▶ [Problem statement]:
Format each line of the listing below as a numbered list, omitting any blank lines.

□ □ □ □

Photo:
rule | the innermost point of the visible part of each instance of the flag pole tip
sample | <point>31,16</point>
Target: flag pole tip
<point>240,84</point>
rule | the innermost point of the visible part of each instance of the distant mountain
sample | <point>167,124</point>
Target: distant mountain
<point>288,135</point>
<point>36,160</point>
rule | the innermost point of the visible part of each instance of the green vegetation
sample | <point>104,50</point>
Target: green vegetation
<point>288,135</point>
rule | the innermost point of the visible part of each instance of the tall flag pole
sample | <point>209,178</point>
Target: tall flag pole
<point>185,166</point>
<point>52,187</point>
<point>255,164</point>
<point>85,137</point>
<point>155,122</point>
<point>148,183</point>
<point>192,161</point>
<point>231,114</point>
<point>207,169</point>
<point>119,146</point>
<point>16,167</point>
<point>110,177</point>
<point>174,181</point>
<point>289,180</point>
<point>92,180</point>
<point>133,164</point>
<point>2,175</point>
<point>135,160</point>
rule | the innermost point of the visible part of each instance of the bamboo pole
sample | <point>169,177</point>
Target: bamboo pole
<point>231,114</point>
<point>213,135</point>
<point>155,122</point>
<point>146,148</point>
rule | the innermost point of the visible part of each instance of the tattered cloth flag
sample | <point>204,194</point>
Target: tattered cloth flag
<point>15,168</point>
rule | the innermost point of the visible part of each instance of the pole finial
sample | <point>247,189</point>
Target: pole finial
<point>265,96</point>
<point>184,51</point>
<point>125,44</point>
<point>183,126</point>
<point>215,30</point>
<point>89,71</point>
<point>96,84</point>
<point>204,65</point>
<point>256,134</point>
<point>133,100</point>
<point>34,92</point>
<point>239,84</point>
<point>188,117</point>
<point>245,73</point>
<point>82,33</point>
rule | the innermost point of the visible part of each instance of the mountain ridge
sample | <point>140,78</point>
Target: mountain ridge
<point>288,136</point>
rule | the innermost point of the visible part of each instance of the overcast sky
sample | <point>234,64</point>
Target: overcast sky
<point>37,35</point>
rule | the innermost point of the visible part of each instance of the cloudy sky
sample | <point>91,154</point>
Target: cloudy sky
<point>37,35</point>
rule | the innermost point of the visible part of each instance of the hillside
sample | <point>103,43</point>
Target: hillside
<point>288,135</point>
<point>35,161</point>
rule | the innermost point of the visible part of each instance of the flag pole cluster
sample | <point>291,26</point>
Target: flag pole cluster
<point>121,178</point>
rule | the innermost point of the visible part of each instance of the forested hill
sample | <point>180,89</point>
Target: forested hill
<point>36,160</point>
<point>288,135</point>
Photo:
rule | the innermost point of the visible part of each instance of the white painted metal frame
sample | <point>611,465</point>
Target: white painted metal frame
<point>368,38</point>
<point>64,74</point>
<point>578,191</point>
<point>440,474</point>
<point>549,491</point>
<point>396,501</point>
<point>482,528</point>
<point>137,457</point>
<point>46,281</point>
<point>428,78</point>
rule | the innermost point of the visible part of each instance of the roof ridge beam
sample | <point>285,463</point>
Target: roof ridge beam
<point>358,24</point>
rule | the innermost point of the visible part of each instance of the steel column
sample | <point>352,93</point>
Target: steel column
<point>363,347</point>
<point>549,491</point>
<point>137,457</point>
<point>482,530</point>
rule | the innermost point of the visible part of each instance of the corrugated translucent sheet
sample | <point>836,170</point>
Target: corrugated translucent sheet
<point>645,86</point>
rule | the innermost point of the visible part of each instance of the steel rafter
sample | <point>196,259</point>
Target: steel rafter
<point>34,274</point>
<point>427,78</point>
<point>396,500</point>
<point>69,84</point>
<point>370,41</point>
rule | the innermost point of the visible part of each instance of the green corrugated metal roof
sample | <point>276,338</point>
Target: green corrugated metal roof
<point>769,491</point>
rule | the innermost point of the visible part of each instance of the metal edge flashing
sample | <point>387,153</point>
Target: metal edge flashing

□ □ □ □

▶ [The solution]:
1. Photo:
2. rule | the innermost point of the visible part of each instance of the flag pole tip
3. sample | <point>31,16</point>
4. Target: flag pole tip
5. <point>240,84</point>
6. rule | the innermost point of the visible part of each instance of the distant mountain
7. sample | <point>167,124</point>
8. Target: distant mountain
9. <point>288,135</point>
10. <point>36,160</point>
11. rule | the innermost point of the visible part of each instance of the green vegetation
12. sample | <point>104,50</point>
13. Target: green vegetation
14. <point>288,135</point>
15. rule | the innermost point of the visible part of each instance of the tall flag pole
16. sample | <point>209,178</point>
17. Target: tall flag pole
18. <point>185,166</point>
19. <point>52,187</point>
20. <point>255,164</point>
21. <point>85,137</point>
22. <point>155,122</point>
23. <point>148,183</point>
24. <point>192,161</point>
25. <point>231,114</point>
26. <point>207,169</point>
27. <point>119,146</point>
28. <point>16,167</point>
29. <point>110,177</point>
30. <point>174,181</point>
31. <point>289,180</point>
32. <point>92,180</point>
33. <point>133,164</point>
34. <point>2,175</point>
35. <point>135,160</point>
36. rule | the innermost point of the visible part of each instance of the bamboo pole
37. sample | <point>169,177</point>
38. Target: bamboo pole
39. <point>231,114</point>
40. <point>213,135</point>
41. <point>155,122</point>
42. <point>146,148</point>
43. rule | the innermost point of the visible part of each instance of the tattered cloth flag
44. sample | <point>204,194</point>
45. Target: tattered cloth flag
46. <point>15,168</point>
47. rule | the innermost point of the visible part of each instance of the pole finial
48. sample | <point>247,189</point>
49. Target: pole finial
50. <point>265,96</point>
51. <point>184,51</point>
52. <point>125,44</point>
53. <point>183,126</point>
54. <point>215,30</point>
55. <point>89,71</point>
56. <point>96,84</point>
57. <point>204,65</point>
58. <point>256,134</point>
59. <point>133,100</point>
60. <point>34,92</point>
61. <point>239,84</point>
62. <point>188,117</point>
63. <point>245,73</point>
64. <point>82,33</point>
65. rule | the innermost point of the visible part of each instance of the mountain ridge
66. sample | <point>140,78</point>
67. Target: mountain ridge
68. <point>288,136</point>
69. rule | the innermost point of the visible part of each instance of the overcast sky
70. sample | <point>234,64</point>
71. Target: overcast sky
72. <point>37,35</point>
73. rule | the innermost point of the visible part of each instance of the cloudy sky
74. sample | <point>91,154</point>
75. Target: cloudy sky
76. <point>37,35</point>
77. rule | the innermost point of the visible part of each instance of the hillside
78. sample | <point>103,43</point>
79. Target: hillside
80. <point>288,135</point>
81. <point>35,161</point>
82. rule | the innermost point of the visible part of each instance of the flag pole cluster
83. sample | <point>291,26</point>
84. Target: flag pole cluster
85. <point>121,178</point>
86. rule | the innermost point of the visible part of each instance of the forested hill
87. sample | <point>180,89</point>
88. Target: forested hill
89. <point>36,160</point>
90. <point>288,135</point>
91. Photo:
92. rule | the innermost point of the visible part of each instance of the white painted metal frame
93. sample | <point>611,465</point>
94. Target: white painted metal frame
95. <point>368,38</point>
96. <point>64,74</point>
97. <point>578,191</point>
98. <point>440,474</point>
99. <point>549,491</point>
100. <point>396,501</point>
101. <point>482,528</point>
102. <point>137,457</point>
103. <point>46,281</point>
104. <point>428,78</point>
105. rule | the innermost point of the visible part of each instance of the roof ridge beam
106. sample | <point>285,463</point>
107. Target: roof ridge beam
108. <point>358,24</point>
109. rule | the innermost point of the visible part of each instance of the steel column
110. sample | <point>352,93</point>
111. Target: steel column
112. <point>363,347</point>
113. <point>549,491</point>
114. <point>137,457</point>
115. <point>482,530</point>
116. rule | the innermost point of the visible part of each instance of the corrugated translucent sheet
117. sample | <point>836,170</point>
118. Target: corrugated translucent sheet
119. <point>645,86</point>
120. rule | the innermost point of the visible part of each instance of the steel rafter
121. sample | <point>196,259</point>
122. Target: steel rafter
123. <point>34,274</point>
124. <point>427,78</point>
125. <point>396,500</point>
126. <point>69,84</point>
127. <point>370,41</point>
128. rule | the innermost point of the visible part of each instance of the green corrugated metal roof
129. sample | <point>276,338</point>
130. Target: green corrugated metal roof
131. <point>769,491</point>
132. rule | the innermost point of the visible part of each instance of the metal edge flashing
133. sample | <point>387,153</point>
134. Target: metal edge flashing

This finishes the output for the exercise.